### [WHAT THE EXERCISE ASKS]
Revise the listing below by changing "place a point" to "put a mark" wherever it appears, and keep every other line the same.

### [GIVEN ENTRIES]
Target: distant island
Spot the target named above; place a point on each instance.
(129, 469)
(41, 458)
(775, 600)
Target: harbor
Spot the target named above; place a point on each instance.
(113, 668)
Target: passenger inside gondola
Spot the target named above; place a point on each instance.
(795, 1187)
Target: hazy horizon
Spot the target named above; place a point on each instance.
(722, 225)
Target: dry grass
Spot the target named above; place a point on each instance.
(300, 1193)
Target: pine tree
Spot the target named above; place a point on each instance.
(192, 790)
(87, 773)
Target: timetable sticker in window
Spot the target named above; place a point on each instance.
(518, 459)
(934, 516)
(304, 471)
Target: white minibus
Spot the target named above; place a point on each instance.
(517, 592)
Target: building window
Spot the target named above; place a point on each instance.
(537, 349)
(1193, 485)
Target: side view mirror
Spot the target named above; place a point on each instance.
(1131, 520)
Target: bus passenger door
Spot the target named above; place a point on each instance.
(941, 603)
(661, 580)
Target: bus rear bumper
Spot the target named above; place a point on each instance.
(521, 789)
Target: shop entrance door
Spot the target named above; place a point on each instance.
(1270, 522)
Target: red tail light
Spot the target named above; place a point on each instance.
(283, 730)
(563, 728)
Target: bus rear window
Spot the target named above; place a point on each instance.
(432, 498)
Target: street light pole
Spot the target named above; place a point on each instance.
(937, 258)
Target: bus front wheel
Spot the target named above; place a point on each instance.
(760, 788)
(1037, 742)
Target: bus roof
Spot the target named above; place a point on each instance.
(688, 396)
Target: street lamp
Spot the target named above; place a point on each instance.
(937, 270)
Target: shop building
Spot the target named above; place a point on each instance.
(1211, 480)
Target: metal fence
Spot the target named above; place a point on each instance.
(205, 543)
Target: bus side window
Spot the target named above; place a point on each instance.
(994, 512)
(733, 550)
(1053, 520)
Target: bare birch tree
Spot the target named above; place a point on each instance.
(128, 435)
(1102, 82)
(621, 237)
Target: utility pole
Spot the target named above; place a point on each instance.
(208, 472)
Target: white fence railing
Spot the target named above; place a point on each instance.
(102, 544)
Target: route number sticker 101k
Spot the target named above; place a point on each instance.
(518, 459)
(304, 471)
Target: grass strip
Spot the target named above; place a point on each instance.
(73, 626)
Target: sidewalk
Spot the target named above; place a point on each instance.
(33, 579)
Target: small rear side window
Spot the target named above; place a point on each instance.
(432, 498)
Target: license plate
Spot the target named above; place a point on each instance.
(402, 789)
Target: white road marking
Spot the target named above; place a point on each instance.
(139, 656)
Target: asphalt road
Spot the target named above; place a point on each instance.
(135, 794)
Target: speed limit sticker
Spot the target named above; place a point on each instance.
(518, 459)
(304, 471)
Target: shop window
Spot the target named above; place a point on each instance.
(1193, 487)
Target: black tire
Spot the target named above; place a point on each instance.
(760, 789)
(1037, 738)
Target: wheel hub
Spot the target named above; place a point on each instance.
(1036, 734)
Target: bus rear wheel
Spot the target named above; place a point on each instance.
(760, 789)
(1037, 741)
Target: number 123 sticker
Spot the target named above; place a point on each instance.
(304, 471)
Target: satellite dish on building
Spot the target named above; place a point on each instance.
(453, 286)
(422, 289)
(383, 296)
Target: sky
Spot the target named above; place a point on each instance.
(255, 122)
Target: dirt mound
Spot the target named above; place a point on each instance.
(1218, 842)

### [WORKED SOLUTION]
Target: distant island
Spot the target named above; put a mark on each instance.
(129, 469)
(41, 458)
(775, 600)
Target: harbor
Spot the target named above; put a mark on each instance.
(113, 668)
Target: passenger inside gondola
Spot the target named above; put a mark on each instance.
(795, 1187)
Target: hazy horizon
Spot the target named above; put a mark on each instance.
(722, 225)
Target: dry grass
Spot the target named above; put a mark on each instance.
(300, 1193)
Target: pine tree
Spot the target named above; put a mark on each instance.
(192, 790)
(87, 773)
Target: timetable sticker in window
Spot the target named above; put a mark on each instance.
(518, 459)
(934, 516)
(304, 471)
Target: white minibus
Spot the target named above; put a mark on each instance.
(517, 592)
Target: building window
Spot the target named above; put a mark on each instance.
(537, 349)
(1193, 485)
Target: side view mirror
Spot the target named above; put a mark on each instance.
(1131, 520)
Target: bus passenger door
Spot the target named above; put a mark on each instance.
(941, 603)
(661, 580)
Target: bus rear bumper
Spot the target named above; put a mark on each instance.
(521, 789)
Target: shop entrance door
Spot the target named above; put a mark on each instance.
(1270, 522)
Target: red tail light
Spot the target named above; put a mark on each instance.
(283, 730)
(563, 728)
Target: bus rear window
Spot the target named above; put a mark on each instance.
(432, 498)
Target: street light pole
Spot the target named above; put a mark on each instance.
(937, 258)
Target: bus front wheel
Spot the target named above; put a mark on each instance.
(760, 788)
(1037, 742)
Target: bus roof
Spot the target named above; put a mark on each instance.
(688, 396)
Target: street lamp
Spot the target named above; put a mark on each instance.
(937, 270)
Target: shop building
Spot the target named above; put a mark on each instance.
(1211, 480)
Target: metal fence
Spot the target named above; put a mark on each instance.
(205, 543)
Target: bus side window
Spot the target named above; put a mark on each instance.
(994, 512)
(733, 550)
(1053, 520)
Target: bare birch tree
Spot the target named above; put a mark on each instance.
(128, 435)
(1102, 82)
(621, 237)
Target: utility pole
Spot the target named above; put a mark on each instance.
(208, 472)
Target: white fence railing
Spot the target named above; put a mark on each instance.
(102, 544)
Target: route number sticker 101k
Spot the target named above; put a mark on each instance.
(518, 459)
(304, 471)
Target: grass strip
Spot the target named above; put a mark on each instance.
(73, 626)
Target: sidewalk
Spot the target named above; put a mark on each instance.
(33, 579)
Target: small rear side window
Spot the target named above; put a mark on each instance.
(432, 498)
Target: license plate
Spot the target named above; put a mark on each instance.
(402, 789)
Target: white road marking
Spot the target named above; put a mark on each instance.
(139, 656)
Target: asphalt road
Spot the target named above; put a mark on each instance.
(135, 794)
Target: speed limit sticker
Spot the target named above; put a mark on each instance.
(518, 459)
(304, 471)
Target: shop window
Spot the target named above; put a mark on each instance.
(1193, 487)
Target: black tire
Spot the target named above; put a mark on each instance.
(760, 789)
(1037, 738)
Target: wheel hub
Spot the target named above; put a mark on each instance.
(1036, 734)
Target: bus rear wheel
Spot the target named above; put a mark on each instance.
(760, 789)
(1037, 741)
Target: number 123 sticker
Spot the target named above; put a mark on each instance.
(304, 471)
Target: satellite dish on building
Spot the target named above; put a mark on each instance.
(453, 286)
(422, 289)
(383, 296)
Target: sky
Spot the target named above; put a mark on each instance.
(255, 122)
Target: dirt mound
Spot the target named above; put a mark on each instance.
(1218, 842)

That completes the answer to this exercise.